DIRECTIONS FOR THIS TASK: Please give only the entries from the line with "find scooter rear wheel" up to and including the line with "top-left (10, 253), bottom-right (100, 291)", substituting "moped" for every "scooter" and leaving everything else unchanged.

>>

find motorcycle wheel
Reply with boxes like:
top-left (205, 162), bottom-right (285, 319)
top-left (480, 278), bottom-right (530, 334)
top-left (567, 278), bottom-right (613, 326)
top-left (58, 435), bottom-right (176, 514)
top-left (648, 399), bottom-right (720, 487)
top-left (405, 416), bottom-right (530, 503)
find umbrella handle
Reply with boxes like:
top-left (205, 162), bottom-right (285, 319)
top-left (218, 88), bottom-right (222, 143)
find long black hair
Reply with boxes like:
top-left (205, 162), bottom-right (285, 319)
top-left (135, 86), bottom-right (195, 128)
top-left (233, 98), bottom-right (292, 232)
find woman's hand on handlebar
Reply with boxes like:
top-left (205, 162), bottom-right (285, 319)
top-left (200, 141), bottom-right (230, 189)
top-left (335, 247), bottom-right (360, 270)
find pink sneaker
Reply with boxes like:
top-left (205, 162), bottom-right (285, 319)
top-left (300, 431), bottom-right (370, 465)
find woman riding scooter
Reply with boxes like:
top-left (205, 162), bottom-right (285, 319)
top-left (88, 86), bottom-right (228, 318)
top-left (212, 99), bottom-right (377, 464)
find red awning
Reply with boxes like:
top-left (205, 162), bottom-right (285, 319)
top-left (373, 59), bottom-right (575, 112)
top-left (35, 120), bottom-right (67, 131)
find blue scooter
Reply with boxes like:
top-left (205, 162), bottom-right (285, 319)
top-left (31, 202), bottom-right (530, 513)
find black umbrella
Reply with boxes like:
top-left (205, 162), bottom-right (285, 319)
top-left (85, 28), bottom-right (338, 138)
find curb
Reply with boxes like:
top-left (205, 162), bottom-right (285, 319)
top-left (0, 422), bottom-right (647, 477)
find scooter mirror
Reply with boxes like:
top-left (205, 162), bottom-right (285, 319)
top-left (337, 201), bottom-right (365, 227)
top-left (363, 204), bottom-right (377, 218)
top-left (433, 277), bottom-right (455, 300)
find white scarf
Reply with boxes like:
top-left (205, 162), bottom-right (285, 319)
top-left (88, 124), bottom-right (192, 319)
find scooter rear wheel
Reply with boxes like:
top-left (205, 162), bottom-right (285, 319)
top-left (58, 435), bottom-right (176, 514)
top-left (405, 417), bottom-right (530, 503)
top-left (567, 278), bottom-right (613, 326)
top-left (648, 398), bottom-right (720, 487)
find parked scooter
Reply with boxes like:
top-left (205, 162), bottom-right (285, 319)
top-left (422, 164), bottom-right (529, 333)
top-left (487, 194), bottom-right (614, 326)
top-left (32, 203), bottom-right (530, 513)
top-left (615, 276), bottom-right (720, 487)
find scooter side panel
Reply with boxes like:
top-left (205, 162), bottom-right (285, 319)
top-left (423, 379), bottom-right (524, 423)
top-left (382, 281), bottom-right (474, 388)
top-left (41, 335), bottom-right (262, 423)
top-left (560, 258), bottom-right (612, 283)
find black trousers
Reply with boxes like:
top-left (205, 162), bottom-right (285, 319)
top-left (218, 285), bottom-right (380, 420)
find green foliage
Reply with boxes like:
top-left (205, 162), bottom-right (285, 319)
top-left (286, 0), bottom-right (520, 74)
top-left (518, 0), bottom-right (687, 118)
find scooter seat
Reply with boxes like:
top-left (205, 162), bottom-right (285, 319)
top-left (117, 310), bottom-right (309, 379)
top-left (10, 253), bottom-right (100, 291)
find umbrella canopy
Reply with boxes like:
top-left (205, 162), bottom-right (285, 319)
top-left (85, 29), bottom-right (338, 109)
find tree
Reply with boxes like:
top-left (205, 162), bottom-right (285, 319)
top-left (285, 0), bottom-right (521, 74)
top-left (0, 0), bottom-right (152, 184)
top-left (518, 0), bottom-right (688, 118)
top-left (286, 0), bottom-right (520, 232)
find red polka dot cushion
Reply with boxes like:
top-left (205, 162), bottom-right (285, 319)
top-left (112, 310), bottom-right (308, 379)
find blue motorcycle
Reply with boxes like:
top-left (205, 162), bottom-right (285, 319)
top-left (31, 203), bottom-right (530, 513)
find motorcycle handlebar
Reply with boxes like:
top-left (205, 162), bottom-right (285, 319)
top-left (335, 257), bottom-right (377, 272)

<<

SOLVED PROBLEM:
find moped rear wheel
Reply with boxes like:
top-left (205, 162), bottom-right (285, 319)
top-left (58, 435), bottom-right (176, 514)
top-left (405, 417), bottom-right (530, 503)
top-left (567, 278), bottom-right (613, 326)
top-left (648, 398), bottom-right (720, 487)
find parked moped
Reply with boxes like:
top-left (205, 162), bottom-right (285, 319)
top-left (422, 164), bottom-right (529, 333)
top-left (487, 194), bottom-right (614, 326)
top-left (32, 203), bottom-right (530, 513)
top-left (615, 276), bottom-right (720, 487)
find moped side panel
Reply with boxes like:
top-left (205, 162), bottom-right (285, 319)
top-left (423, 379), bottom-right (524, 423)
top-left (382, 281), bottom-right (474, 388)
top-left (41, 335), bottom-right (262, 423)
top-left (560, 258), bottom-right (612, 283)
find black trousers
Reply with boxes like:
top-left (205, 162), bottom-right (285, 319)
top-left (218, 285), bottom-right (380, 420)
find green foliage
Reply with boxes like:
top-left (205, 162), bottom-right (285, 319)
top-left (286, 0), bottom-right (520, 74)
top-left (518, 0), bottom-right (687, 118)
find moped seat
Reply with boxes like:
top-left (205, 162), bottom-right (285, 319)
top-left (117, 310), bottom-right (309, 379)
top-left (10, 253), bottom-right (100, 291)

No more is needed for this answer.